# Document
▼
I’m not sure if this is two beers you owe me or if we’re back to one - but either way - what are your initial thoughts on this year’s Best Novel finalists?

Adri: It’s a ballot I like very much, on the whole. When we spoke, I said I couldn’t imagine this ballot without The Galaxy and the Ground Within or A Desolation Called Peace, and I think both are very well placed here. But the books that most excite me are the debuts: Light from Uncommon Stars is an outstanding piece of writing, She Who Became the Sun is one of the most entertaining, thoughtful pieces of historical fantasy out there, and Master of Djinn is pure, brilliant fun from start to finish.

Oh, and Andy Weir is here too. That’s the only one I have to put on the reading list from Best Novel, and as long as it takes more after The Martian than Artemis, I’m sure it will be an enjoyable enough experience.

So, yeah. I can honestly say this best novel list is one of the most exciting categories on the ballot for me this year. I have some… opinions… elsewhere.

Joe: I’ve read three of the Best Novel finalists and it’s the three debuts that will also be new to me - which is a whole lot of fun. I try to be so plugged into the genre that it’s a rare year that I’m not deeply involved in all of the major works - but a consequence of having no attention span last year for new things is that I haven’t read Light from Uncommon Stars, She Who Became the Sun, or A Master of Djinn

I would lament that, but as finally reading Rage of Dragons four years after publication reminds me, discovering a spectacular novel that I had missed is a joy and an opportunity - so I’m thrilled to dive into the debuts. 

Project Hail Mary is much more The Martian than it is Artemis. Had it gone the other way, I don’t think it would have sniffed the ballot even in a less certain year like this is, but so much of what worked in The Martian works here. 

I’ll wave my hand at the Novella finalists. I’ve read 4.75 of them (I’m almost through The Past is Red and will be in the next day, which means it’ll be 5 by the time this goes live). They’re good. I also don’t think we have anything new to say about Tordotcom Publishing’s dominance here that we haven’t said in the past. This is the second straight year of Tordotcom completely sweeping the ballot. They’ve had strong representation each year they’ve been around and fairly consistently publish strong novellas and they are the most prominent novella publisher - but 2020 was fairly refreshing with only two from Tordotcom on the ballot and not the winner. Before that, it was 5 out of 6 for the prior two years. This reminds me that I need to go throw money at Neon Hemlock for this year’s novella series. 

Adri: Do! The Neon Hemlock novellas are consistently a highlight of my reading and I am already very hyped for their 2022 lineup. They also put in a great showing on the Nebula Ballot, although I would have liked to see & This is How to Stay Alive by Shingai Njeri Kagunda sneak on there, as it was my favourite of the year.
▲
# Information supplied
▼
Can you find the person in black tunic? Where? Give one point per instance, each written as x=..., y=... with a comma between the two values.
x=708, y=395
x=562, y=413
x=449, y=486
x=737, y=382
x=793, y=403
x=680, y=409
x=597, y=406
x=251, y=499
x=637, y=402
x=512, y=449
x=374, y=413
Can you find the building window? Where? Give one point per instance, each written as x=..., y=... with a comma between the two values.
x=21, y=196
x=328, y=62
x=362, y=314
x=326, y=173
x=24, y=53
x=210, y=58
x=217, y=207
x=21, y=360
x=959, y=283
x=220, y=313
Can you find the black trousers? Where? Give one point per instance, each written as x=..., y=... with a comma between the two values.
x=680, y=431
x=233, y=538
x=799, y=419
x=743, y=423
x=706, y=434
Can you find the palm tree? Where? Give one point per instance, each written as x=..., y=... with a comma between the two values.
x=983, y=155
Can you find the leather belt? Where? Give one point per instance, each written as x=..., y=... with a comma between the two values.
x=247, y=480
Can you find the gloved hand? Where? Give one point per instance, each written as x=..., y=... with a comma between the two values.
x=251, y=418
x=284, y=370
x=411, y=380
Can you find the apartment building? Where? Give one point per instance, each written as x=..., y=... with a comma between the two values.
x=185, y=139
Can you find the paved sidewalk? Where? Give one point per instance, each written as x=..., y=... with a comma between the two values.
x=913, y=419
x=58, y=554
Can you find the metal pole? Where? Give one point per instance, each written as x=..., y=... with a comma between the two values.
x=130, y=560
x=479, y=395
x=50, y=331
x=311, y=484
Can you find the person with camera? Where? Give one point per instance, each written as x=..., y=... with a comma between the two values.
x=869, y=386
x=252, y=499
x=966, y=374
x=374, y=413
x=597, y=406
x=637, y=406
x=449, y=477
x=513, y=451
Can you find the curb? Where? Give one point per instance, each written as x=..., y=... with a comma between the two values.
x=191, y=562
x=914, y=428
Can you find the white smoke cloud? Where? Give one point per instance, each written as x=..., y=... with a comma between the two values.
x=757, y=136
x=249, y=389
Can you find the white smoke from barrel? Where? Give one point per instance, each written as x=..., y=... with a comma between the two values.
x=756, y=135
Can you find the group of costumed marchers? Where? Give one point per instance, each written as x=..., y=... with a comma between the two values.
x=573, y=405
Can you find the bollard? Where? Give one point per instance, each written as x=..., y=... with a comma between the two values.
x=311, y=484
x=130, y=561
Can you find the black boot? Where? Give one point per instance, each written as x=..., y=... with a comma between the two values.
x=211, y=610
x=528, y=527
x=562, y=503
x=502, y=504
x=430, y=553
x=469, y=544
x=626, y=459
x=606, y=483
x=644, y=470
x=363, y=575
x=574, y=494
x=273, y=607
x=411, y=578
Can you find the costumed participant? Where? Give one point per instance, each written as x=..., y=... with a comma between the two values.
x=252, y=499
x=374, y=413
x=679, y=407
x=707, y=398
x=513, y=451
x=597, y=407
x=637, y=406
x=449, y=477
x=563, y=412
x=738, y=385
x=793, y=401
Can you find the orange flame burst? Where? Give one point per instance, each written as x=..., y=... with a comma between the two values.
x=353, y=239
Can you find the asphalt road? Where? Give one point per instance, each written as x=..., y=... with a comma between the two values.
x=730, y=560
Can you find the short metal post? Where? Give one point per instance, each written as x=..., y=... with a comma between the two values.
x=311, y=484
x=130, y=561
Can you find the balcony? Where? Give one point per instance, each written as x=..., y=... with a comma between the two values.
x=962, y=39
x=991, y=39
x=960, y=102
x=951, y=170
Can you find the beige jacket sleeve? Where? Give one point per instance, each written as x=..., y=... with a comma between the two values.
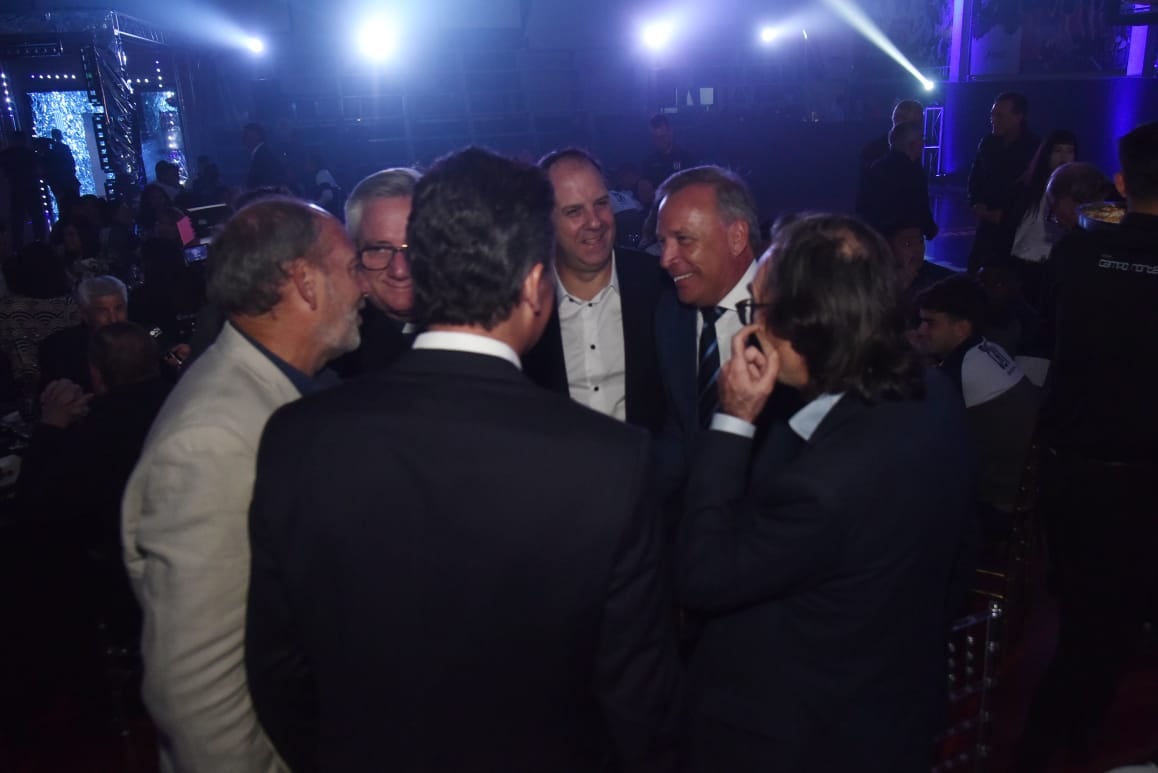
▲
# Required work
• a. In the conversation about this year's finalists, why does Joe say he won't lament having missed the three debut novels?
• b. According to the conversation about this year's finalists, which novella was Adri's favorite of the year?
• c. Pick up the conversation about this year's finalists right after its final sentence and carry it on.

# Results in order
• a. Finally reading Rage of Dragons four years after publication reminded him that discovering a spectacular novel he had missed is a joy and an opportunity. So instead he is thrilled to dive into the debuts.

• b. & This is How to Stay Alive by Shingai Njeri Kagunda.

• c.
Beyond publisher politics, though, these feel like three very safe short fiction categories, with a lot of the same names from previous years and across different categories in the ballot (Catherynne M. Valente is represented three times, in novella, novelette, and short story, and Seanan McGuire is a finalist in novella, novelette, series and, somehow, fanzine). There are important exceptions: Blue Neustifter’s awesome, medium-busting "Unknown Number" is here, placing another trans woman in the Hugo canon (alongside Ryka Aoki in the novel ballot, and I’m sure others too!) Oghenechovwe Donald Ekpeki picks up his first nomination - and the first for an African author in Best Novelette - for "O2 Arena", which is also an excellent story. I’m excited to see José Pablo Iriarte’s "Proof By Induction", and I think this is their first nomination too? But on the whole, this is not an exciting ballot for me, and I think it’s especially light on outstanding stories by authors of colour in general, and Black authors specifically. We gave FIYAH an entire Hugo but none of their stories were the best of the year, again? Come on.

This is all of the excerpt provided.